* Written problem: Render the entries between the lines holding "like point(351, 155)." and "point(189, 214)", inclusive, as a two-column CSV with the columns input_text and output. Give one row per entry, with each value in a single quoted field and line breaks turned into spaces.

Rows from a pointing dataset
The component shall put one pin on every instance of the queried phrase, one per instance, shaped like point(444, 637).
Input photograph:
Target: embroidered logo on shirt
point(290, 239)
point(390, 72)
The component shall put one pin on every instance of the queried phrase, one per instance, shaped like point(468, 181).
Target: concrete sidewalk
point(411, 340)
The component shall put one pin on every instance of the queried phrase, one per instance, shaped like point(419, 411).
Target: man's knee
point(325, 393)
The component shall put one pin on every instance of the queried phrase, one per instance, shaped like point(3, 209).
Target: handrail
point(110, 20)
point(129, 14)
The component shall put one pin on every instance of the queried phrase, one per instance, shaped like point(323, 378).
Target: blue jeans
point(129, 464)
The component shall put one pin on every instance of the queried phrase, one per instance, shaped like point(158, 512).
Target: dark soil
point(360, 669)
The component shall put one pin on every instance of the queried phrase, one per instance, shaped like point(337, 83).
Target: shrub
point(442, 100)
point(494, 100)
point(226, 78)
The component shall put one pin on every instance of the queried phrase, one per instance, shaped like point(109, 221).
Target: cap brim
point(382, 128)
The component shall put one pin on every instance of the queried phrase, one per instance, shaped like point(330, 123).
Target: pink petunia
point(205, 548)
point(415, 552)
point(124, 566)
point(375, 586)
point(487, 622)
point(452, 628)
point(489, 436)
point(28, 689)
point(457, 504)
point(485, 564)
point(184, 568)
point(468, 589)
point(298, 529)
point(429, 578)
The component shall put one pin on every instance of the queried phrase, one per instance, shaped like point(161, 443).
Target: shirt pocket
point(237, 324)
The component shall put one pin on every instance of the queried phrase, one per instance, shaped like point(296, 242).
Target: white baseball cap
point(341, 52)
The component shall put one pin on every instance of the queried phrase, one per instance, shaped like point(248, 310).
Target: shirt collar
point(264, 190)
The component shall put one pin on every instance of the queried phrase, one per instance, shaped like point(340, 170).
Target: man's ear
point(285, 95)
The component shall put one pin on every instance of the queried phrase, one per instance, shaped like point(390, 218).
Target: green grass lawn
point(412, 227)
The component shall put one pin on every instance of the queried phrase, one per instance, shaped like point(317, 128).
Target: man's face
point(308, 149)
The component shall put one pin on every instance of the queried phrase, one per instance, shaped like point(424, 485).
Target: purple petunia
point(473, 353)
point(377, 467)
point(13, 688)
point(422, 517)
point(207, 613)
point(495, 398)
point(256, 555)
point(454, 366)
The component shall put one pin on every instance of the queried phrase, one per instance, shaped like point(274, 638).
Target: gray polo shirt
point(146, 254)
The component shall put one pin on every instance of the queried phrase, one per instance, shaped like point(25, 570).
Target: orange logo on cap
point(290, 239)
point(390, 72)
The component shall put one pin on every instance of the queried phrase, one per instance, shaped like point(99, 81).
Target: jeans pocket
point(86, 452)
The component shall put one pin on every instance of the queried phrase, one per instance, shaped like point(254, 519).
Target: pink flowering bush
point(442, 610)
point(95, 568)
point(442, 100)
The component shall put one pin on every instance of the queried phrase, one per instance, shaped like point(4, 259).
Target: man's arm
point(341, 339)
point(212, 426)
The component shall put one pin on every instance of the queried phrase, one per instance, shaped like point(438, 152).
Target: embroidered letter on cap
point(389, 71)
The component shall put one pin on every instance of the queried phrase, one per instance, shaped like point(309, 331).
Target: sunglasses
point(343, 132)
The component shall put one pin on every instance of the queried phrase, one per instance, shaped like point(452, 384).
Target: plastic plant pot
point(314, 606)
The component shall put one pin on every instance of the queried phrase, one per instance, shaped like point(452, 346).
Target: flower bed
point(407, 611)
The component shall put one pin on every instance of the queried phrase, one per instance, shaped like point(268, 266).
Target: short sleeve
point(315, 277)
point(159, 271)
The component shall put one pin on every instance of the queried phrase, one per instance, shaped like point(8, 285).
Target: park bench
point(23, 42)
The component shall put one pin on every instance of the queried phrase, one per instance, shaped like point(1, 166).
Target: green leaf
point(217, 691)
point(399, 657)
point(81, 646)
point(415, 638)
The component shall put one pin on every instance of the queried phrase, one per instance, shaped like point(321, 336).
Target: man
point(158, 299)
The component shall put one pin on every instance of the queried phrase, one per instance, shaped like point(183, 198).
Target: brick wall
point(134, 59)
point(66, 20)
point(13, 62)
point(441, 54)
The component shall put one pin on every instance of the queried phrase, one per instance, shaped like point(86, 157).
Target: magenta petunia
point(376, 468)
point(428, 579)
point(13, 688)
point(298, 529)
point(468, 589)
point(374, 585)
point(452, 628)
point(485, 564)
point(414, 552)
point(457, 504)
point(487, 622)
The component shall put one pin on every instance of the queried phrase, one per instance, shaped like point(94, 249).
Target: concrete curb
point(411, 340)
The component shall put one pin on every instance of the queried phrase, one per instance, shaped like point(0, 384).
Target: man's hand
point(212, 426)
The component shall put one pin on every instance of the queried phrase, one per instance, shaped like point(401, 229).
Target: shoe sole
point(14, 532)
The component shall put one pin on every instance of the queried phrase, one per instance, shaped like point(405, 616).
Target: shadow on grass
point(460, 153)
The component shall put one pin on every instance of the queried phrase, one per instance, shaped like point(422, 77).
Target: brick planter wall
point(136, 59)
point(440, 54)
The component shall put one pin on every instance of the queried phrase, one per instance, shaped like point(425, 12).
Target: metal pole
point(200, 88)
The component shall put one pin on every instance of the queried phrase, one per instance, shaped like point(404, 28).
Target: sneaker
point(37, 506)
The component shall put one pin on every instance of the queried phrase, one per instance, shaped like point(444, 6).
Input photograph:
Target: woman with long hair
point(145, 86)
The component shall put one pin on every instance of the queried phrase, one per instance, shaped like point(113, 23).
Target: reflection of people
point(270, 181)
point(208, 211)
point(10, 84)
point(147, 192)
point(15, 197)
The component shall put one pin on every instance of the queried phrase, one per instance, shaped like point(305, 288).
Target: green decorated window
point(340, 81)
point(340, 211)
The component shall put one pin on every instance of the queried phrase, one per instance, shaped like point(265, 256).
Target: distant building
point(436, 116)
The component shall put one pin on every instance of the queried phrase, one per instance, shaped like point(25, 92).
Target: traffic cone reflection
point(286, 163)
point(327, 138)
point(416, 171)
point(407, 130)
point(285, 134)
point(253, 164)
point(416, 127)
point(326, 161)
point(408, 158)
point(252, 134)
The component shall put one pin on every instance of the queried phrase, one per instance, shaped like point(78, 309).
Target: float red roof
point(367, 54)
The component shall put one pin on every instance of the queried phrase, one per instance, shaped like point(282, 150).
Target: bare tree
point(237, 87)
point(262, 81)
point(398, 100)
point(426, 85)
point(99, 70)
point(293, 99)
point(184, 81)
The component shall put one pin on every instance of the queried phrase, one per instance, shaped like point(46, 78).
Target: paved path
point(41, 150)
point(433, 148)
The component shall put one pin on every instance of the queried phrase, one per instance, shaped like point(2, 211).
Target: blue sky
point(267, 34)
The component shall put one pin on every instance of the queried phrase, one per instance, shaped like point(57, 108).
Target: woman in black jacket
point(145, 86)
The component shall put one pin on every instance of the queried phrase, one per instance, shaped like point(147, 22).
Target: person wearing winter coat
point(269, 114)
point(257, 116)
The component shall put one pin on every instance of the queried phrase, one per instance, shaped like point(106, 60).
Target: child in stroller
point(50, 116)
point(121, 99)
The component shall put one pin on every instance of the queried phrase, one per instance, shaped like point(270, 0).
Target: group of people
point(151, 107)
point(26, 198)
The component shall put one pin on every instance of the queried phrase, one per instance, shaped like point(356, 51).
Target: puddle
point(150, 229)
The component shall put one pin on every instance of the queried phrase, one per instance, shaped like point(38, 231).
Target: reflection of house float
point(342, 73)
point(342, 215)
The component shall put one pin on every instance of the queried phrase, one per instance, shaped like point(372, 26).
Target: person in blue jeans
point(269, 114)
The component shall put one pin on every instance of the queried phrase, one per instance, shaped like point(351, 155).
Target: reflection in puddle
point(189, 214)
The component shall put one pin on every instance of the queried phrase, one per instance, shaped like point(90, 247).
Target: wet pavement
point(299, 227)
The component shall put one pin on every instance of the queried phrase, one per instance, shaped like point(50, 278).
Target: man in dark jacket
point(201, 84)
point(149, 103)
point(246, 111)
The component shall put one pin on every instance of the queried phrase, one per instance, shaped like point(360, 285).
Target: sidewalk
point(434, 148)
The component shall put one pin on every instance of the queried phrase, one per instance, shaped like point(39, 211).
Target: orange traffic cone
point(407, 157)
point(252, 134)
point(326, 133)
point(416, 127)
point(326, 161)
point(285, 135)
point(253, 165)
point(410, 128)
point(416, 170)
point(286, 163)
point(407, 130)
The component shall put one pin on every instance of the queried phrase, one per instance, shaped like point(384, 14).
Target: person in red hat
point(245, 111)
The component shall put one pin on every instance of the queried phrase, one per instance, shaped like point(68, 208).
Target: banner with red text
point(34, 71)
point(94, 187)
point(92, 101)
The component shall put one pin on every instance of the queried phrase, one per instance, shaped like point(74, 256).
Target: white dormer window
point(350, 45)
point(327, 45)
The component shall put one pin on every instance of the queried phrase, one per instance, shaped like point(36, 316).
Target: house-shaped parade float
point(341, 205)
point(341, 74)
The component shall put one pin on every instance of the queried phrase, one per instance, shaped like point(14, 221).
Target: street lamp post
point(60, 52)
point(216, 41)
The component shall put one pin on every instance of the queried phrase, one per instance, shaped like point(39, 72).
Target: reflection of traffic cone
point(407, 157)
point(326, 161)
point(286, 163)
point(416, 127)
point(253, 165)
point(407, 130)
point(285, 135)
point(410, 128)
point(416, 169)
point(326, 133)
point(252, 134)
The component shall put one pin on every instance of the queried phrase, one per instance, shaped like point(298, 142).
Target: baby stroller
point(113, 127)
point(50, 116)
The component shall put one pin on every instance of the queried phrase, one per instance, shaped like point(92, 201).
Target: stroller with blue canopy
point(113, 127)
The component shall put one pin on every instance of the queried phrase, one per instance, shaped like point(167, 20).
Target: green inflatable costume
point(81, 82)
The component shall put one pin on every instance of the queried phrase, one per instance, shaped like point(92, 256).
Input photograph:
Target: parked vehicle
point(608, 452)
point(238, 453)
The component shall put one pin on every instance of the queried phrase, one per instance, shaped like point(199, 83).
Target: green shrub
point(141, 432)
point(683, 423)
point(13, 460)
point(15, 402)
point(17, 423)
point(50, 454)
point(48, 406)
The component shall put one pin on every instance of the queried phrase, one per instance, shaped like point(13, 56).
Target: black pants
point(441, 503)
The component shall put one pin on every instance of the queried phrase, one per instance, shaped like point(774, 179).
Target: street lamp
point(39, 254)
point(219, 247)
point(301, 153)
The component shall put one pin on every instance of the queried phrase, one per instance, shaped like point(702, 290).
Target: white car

* Worked solution:
input_text,output
"The component shall put one pin on every instance of the queried phrase, one per instance, shaped like point(351, 155). Target: reflection in puddle","point(189, 214)"